| WHAT IS EXPECTED |
Please rewrite the records from the line containing "For the evaluation set, tag every instance of the girl" through the line containing "[[350, 480]]", keeping the requests, and adjust every point coordinate in the answers by -41. Give only those lines.
....................
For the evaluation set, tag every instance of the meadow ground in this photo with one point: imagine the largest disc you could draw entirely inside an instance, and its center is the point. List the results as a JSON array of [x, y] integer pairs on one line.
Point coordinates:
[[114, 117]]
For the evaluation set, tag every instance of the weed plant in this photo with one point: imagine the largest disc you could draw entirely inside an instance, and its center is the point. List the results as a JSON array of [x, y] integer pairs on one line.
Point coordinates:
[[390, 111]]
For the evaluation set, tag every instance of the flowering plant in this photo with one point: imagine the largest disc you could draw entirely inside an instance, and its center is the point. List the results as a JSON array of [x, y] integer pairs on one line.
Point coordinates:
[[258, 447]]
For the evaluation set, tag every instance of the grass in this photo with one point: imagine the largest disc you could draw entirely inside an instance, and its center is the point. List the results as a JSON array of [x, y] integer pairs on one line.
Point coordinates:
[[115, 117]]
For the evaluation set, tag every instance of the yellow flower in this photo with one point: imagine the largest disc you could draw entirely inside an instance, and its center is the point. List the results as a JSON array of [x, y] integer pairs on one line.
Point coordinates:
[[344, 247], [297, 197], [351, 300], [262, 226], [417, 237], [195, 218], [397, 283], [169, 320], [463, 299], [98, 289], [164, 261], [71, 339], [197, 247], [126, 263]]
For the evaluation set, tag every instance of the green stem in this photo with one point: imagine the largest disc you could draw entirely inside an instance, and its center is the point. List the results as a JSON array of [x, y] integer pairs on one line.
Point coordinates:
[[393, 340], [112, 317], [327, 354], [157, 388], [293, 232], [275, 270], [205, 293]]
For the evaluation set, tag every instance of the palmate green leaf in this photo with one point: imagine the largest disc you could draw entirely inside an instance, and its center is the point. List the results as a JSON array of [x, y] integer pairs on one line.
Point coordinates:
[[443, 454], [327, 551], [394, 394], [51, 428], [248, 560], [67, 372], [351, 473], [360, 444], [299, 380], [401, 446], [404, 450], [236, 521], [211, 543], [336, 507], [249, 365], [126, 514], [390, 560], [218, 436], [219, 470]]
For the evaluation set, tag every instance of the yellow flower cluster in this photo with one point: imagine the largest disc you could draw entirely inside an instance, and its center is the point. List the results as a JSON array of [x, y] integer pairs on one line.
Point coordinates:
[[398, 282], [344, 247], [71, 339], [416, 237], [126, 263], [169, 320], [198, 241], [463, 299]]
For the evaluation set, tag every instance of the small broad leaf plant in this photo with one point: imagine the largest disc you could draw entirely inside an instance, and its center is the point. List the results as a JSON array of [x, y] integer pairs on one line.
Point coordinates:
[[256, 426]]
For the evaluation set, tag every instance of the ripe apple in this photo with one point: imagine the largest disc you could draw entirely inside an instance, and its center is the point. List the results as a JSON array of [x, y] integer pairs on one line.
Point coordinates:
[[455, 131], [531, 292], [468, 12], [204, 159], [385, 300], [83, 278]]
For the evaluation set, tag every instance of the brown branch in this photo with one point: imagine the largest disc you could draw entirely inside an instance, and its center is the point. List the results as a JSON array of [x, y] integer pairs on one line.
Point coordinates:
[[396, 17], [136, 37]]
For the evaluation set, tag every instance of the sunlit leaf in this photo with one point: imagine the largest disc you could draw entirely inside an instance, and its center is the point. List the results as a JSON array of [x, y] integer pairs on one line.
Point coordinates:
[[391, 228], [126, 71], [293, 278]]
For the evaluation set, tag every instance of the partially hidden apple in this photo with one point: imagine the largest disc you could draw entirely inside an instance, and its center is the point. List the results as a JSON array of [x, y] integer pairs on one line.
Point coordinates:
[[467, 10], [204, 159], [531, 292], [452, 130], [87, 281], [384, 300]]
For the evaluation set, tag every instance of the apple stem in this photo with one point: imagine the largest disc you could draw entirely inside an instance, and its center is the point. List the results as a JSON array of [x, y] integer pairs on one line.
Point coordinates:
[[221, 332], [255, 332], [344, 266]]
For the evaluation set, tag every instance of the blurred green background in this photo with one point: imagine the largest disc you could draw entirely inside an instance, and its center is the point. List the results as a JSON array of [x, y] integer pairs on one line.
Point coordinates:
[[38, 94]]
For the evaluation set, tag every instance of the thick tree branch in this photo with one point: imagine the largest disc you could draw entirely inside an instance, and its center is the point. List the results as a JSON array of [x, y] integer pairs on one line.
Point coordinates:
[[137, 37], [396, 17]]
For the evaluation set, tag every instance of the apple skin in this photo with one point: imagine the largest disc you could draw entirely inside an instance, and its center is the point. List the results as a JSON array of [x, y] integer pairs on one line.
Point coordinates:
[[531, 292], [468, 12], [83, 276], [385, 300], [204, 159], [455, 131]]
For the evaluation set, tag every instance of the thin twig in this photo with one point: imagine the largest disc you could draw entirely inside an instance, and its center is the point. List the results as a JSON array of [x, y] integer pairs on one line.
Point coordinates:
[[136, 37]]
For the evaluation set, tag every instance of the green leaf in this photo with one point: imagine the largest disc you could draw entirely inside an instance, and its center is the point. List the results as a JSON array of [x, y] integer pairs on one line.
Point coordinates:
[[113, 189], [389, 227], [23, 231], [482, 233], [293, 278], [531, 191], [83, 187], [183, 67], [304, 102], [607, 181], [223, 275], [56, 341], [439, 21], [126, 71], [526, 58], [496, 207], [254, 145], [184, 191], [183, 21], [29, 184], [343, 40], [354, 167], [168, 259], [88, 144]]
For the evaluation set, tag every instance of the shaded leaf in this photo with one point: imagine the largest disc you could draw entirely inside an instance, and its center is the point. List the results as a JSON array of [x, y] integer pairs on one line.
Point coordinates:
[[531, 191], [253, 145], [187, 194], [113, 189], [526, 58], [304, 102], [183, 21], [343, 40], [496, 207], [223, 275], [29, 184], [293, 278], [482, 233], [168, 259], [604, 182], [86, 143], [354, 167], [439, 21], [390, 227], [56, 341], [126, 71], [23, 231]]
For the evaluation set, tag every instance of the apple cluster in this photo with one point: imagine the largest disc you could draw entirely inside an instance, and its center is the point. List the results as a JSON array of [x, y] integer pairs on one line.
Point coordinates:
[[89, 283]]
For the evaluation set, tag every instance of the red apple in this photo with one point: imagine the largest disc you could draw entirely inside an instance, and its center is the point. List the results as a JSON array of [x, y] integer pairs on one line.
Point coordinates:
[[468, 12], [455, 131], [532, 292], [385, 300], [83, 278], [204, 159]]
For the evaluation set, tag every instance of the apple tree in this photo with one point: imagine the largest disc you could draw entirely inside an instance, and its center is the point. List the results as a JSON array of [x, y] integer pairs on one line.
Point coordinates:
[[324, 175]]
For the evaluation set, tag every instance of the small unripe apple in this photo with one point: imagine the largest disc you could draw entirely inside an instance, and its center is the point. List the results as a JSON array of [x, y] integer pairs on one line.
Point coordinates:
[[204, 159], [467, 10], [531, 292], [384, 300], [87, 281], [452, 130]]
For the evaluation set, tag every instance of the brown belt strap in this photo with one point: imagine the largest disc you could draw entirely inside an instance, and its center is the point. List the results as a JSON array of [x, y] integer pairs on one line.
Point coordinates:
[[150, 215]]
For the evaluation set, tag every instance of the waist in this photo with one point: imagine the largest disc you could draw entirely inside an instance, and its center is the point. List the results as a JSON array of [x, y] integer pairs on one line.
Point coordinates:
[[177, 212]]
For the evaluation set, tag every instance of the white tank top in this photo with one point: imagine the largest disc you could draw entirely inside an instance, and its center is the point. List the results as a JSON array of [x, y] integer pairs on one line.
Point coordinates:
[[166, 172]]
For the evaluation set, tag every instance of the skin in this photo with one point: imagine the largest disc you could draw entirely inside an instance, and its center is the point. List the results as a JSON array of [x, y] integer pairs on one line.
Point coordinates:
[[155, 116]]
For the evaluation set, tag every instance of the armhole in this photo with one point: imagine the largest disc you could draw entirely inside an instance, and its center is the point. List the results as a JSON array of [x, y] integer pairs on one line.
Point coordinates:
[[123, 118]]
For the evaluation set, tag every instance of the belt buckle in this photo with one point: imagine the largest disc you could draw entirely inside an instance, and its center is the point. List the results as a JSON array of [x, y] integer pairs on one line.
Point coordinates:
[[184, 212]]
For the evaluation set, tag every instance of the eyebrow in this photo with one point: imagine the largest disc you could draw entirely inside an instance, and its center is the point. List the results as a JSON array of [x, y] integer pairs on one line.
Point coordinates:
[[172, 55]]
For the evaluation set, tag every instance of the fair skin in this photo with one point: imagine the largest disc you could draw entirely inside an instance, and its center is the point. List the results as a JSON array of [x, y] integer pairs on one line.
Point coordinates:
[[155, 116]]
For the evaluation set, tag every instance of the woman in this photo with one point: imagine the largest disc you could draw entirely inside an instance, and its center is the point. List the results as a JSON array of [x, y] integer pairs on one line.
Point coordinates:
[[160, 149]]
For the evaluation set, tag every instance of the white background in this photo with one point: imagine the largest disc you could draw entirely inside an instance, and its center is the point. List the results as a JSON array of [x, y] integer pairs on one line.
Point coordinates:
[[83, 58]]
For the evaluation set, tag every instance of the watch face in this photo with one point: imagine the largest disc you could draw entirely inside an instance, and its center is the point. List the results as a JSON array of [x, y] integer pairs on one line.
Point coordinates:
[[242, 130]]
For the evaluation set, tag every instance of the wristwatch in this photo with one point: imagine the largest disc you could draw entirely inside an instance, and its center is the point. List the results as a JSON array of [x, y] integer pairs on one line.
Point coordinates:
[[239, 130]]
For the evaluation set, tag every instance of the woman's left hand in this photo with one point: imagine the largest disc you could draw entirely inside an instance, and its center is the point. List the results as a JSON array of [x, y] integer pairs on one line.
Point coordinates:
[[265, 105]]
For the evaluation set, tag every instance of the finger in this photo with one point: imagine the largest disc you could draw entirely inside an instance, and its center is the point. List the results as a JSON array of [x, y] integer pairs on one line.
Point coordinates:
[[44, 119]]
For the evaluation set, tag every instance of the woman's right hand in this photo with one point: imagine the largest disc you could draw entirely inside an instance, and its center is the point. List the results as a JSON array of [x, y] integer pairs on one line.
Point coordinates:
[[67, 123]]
....................
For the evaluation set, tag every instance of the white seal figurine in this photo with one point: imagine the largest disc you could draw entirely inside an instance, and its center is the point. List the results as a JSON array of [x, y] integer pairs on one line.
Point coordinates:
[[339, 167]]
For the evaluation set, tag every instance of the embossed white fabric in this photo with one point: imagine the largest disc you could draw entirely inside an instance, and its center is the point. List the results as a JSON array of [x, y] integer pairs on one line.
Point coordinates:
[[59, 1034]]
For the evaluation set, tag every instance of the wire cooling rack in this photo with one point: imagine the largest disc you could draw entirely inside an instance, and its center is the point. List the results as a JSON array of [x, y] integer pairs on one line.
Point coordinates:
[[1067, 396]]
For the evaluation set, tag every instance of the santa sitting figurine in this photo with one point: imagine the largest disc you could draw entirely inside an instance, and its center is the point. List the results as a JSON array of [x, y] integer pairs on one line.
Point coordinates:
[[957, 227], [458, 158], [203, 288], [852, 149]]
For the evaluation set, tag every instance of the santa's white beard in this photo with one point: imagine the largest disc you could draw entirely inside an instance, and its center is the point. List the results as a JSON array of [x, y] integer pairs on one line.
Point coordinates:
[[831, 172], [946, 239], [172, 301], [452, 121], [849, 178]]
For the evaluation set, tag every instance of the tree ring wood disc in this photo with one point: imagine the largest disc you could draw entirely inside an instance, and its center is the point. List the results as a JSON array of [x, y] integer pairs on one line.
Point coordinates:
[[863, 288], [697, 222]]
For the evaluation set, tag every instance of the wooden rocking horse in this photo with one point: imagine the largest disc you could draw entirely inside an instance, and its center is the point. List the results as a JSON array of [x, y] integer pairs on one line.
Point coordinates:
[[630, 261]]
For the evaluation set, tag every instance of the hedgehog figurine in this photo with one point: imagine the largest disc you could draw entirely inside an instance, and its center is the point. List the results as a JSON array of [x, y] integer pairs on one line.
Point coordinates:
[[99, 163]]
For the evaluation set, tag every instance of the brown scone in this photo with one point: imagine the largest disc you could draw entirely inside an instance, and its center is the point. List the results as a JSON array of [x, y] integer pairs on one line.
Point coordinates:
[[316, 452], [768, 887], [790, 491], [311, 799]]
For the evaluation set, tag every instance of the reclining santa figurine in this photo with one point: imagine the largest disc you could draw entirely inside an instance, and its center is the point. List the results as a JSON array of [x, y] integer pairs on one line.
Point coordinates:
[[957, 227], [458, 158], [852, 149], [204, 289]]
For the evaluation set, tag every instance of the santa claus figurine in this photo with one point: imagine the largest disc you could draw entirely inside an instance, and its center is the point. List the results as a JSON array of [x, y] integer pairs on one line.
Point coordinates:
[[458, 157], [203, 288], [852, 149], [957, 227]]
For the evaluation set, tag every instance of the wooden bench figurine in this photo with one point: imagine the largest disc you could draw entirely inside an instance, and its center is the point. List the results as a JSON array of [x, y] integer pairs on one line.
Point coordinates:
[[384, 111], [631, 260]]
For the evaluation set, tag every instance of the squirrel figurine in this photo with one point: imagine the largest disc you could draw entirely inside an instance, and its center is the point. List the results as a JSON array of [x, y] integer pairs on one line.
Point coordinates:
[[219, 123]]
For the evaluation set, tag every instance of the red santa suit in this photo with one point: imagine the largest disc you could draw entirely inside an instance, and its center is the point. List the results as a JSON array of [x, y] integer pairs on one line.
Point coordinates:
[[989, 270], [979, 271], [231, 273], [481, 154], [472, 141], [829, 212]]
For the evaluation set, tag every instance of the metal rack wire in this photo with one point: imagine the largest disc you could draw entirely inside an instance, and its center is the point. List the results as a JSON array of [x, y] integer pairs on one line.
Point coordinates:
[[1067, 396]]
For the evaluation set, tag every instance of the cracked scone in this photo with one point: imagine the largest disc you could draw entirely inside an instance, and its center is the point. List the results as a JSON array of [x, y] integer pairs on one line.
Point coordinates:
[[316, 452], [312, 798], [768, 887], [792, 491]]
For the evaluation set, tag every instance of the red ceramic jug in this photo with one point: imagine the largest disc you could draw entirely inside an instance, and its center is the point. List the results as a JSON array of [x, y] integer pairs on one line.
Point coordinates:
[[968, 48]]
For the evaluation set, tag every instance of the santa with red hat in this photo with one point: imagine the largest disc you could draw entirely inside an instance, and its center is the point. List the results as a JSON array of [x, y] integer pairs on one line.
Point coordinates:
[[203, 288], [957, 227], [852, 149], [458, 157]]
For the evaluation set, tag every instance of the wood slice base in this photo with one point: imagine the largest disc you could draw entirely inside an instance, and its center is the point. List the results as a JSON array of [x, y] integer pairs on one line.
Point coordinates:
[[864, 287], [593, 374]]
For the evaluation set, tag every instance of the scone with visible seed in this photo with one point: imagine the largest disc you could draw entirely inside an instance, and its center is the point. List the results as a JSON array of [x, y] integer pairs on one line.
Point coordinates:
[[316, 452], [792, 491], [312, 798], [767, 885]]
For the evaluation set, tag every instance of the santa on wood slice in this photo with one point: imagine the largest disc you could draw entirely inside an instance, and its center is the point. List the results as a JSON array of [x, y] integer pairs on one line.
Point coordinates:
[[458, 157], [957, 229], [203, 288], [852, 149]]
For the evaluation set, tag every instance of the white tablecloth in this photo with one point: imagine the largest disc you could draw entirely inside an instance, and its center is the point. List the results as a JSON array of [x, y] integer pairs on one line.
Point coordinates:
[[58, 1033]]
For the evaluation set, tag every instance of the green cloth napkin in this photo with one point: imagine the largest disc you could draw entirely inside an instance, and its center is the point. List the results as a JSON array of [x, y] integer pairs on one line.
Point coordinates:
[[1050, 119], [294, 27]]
....................
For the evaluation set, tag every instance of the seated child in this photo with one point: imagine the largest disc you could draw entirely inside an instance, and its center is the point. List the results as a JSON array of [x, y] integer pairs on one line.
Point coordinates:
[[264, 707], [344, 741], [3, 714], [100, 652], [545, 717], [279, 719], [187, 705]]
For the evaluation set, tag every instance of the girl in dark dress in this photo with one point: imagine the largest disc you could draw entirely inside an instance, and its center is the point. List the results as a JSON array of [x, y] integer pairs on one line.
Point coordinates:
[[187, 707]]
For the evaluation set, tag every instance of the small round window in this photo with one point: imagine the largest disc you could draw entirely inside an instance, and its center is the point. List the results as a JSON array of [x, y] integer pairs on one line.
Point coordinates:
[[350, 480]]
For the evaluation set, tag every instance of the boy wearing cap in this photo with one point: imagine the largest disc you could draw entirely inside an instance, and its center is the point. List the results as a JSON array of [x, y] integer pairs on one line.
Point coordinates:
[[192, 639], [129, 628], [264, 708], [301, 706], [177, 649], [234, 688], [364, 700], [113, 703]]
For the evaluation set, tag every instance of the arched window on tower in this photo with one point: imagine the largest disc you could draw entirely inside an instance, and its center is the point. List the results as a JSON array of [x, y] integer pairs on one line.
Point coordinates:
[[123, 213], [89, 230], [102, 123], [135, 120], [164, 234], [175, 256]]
....................
| RESULT |
For the evaluation set, tag every instance of the girl in dark dress in this photo with one point: imagine the largest disc you could draw entirely inside an instance, and its center is the point. List the results as a JSON array of [x, y] integer pairs on one line.
Point coordinates:
[[146, 666]]
For the evaluation set, tag every instance of the small round window in this photo with one point: imagine the largest disc you could draw entirely inside an instance, and its center is the point. List the results as a JSON array of [x, y] integer pairs on one line.
Point coordinates:
[[309, 439]]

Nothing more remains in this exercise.